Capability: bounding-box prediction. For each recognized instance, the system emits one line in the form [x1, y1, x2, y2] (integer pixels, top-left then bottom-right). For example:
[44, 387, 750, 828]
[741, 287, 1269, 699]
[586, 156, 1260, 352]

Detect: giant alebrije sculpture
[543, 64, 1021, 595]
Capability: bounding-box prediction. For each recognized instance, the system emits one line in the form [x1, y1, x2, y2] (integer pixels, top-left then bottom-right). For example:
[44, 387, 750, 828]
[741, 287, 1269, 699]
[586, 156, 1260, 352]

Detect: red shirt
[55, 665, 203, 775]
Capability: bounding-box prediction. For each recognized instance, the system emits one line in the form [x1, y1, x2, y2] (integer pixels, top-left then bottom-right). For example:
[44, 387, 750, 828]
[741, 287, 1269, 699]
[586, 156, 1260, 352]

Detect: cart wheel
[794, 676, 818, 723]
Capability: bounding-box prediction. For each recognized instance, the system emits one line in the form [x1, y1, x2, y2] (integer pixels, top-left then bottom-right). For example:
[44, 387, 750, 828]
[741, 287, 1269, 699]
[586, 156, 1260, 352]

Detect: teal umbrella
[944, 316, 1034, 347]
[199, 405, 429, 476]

■ ■ ■ ■ ■

# Given task:
Pick out every line in the listing above that contains the word "Detect" and copy each of those lines in full.

# Reply:
Detect: giant alebrije sculpture
Detect: red shirt
Detect: cart wheel
Detect: teal umbrella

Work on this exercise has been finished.